(Data supplied)

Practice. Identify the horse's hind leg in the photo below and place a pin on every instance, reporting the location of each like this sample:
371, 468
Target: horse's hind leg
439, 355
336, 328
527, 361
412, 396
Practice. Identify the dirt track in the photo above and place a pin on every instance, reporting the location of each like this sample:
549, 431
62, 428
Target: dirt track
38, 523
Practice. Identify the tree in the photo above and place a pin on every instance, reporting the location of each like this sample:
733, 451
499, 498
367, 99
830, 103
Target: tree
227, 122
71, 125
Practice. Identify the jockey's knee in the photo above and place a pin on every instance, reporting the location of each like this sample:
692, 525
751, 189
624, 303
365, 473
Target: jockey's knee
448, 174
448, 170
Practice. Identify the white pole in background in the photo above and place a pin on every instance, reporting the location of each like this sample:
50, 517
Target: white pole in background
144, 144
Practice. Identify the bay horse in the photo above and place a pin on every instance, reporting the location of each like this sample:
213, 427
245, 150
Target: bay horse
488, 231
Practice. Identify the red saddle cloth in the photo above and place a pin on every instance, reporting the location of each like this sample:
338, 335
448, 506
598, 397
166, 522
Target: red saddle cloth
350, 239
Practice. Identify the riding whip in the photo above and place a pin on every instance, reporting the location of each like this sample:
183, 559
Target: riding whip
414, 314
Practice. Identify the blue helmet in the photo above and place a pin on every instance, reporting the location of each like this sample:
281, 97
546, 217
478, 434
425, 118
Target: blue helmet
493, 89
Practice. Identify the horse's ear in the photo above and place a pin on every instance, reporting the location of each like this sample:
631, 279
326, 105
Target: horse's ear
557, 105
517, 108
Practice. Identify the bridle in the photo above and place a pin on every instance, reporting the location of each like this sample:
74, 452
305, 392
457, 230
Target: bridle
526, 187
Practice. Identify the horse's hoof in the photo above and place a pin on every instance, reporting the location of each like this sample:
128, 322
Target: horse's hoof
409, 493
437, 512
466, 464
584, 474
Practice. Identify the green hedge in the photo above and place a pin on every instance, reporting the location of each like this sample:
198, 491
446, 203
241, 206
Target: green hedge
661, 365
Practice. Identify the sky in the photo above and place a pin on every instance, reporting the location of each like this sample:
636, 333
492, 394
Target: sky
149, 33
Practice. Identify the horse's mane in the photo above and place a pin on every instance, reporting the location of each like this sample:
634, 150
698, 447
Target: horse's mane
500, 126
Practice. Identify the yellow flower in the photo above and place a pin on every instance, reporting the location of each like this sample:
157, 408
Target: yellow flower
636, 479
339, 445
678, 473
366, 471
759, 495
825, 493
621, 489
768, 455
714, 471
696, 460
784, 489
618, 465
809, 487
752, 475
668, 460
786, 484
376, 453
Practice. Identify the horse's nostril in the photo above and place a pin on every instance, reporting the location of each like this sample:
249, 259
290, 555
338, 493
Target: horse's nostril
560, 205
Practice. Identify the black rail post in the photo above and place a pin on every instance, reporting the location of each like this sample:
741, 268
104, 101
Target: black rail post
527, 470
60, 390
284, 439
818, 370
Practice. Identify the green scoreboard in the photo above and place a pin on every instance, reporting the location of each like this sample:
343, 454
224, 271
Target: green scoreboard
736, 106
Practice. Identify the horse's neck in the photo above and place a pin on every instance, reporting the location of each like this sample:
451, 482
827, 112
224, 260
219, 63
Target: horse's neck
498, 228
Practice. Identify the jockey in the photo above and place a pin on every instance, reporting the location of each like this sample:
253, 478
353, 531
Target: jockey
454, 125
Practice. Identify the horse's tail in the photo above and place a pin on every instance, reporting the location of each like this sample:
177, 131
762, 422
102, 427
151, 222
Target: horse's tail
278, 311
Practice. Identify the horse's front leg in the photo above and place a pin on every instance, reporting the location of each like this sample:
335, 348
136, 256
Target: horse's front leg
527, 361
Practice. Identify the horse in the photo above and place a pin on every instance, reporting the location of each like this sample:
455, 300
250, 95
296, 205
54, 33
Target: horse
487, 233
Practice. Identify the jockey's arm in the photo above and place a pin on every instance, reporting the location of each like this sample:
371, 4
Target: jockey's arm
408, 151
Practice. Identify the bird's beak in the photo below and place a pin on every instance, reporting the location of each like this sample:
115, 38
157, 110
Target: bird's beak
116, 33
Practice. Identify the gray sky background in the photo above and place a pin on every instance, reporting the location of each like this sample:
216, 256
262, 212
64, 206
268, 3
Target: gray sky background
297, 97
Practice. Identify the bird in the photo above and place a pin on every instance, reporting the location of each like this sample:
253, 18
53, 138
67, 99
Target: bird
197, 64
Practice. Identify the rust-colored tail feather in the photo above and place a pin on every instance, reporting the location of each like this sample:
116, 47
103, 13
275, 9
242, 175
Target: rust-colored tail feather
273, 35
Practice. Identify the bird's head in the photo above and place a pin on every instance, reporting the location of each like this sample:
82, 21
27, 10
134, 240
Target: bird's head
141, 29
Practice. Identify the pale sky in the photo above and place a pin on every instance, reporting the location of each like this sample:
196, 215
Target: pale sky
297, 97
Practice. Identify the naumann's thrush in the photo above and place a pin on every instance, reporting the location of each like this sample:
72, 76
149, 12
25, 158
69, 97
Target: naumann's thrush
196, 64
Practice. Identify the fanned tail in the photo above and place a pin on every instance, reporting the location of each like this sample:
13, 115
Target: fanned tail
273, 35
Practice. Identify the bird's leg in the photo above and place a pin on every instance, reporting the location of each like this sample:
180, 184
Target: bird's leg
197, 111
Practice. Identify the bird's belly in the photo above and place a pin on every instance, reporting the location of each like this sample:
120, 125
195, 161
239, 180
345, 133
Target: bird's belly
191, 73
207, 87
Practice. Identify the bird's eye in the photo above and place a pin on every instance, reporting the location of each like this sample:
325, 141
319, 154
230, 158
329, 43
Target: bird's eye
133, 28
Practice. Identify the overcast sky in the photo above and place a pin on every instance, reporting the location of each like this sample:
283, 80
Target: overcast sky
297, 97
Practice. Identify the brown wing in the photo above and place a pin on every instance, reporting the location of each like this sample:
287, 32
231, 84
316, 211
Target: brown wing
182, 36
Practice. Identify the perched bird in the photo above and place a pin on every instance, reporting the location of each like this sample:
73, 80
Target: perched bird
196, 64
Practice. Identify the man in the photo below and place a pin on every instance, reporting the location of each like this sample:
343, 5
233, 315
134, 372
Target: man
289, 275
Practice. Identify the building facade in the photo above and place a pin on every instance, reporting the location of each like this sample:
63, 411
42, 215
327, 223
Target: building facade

(End Data supplied)

--- Task to complete ---
In the records above, find each line with the string "facade" and list it.

--- Expected answer ---
Practice. Identify the building facade in the photo above and place a pin on every instance, reporting the location of each like this sample:
Target: building facade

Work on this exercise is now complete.